> [GOAL]
Swap "coiled orange cable" for "coiled black cable" in the lines from the first one up to and including the line with "column 676, row 592", and reproduce only those lines with everything else left unchanged.
— Start RECORDS PROVIDED —
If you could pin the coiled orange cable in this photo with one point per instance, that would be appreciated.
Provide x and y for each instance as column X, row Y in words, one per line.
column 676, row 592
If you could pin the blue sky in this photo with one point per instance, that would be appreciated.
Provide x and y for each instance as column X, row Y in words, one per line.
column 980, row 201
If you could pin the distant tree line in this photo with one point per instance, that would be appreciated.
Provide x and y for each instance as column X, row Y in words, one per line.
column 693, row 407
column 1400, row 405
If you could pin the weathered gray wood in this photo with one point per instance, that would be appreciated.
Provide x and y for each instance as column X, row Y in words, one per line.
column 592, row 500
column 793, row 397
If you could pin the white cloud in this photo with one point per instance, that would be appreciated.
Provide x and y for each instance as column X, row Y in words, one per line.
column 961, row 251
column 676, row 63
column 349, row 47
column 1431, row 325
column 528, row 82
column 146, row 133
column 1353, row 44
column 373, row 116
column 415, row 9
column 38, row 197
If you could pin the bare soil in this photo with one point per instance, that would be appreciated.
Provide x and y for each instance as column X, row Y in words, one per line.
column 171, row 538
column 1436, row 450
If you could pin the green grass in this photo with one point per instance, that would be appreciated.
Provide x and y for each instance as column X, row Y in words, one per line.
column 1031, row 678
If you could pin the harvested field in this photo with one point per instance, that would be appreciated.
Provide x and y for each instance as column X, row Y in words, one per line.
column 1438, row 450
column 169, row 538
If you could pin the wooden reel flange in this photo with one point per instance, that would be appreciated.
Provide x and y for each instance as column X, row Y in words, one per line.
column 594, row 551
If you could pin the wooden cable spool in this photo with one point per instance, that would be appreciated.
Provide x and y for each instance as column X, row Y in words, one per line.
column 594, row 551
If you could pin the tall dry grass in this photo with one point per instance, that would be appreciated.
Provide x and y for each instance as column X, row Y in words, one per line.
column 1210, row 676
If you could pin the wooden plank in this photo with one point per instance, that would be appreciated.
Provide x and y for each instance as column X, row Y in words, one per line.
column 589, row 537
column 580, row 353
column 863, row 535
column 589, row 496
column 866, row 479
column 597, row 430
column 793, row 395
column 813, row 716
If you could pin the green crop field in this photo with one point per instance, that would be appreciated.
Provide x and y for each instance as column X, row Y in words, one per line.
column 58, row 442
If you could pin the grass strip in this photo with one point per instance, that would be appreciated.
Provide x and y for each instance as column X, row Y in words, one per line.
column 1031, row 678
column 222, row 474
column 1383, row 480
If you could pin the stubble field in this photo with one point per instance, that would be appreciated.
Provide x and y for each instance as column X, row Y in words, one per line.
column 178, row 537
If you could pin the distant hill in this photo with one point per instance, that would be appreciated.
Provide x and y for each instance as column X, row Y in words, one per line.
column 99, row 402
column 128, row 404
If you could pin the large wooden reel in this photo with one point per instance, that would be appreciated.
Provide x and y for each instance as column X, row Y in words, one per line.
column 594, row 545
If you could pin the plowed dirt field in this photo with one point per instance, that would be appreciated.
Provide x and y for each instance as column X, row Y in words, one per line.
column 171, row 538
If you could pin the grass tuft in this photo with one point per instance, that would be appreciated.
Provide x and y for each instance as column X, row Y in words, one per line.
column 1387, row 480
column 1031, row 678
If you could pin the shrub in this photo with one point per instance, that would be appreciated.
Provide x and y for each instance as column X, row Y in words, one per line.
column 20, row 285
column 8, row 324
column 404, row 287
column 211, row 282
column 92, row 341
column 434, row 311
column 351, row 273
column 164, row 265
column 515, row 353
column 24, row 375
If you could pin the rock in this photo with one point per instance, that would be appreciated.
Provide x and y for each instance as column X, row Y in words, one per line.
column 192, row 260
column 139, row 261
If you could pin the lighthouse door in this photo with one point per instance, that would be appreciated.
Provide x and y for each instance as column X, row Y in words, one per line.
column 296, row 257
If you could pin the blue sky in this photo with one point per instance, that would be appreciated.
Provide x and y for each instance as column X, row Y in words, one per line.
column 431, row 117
— End RECORDS PROVIDED —
> [CORRECT ANSWER]
If you could pin the coiled black cable in this photo with one point per instance, that would be appreciated.
Provide x and y for each instance as column X, row Y in words, one per line.
column 676, row 592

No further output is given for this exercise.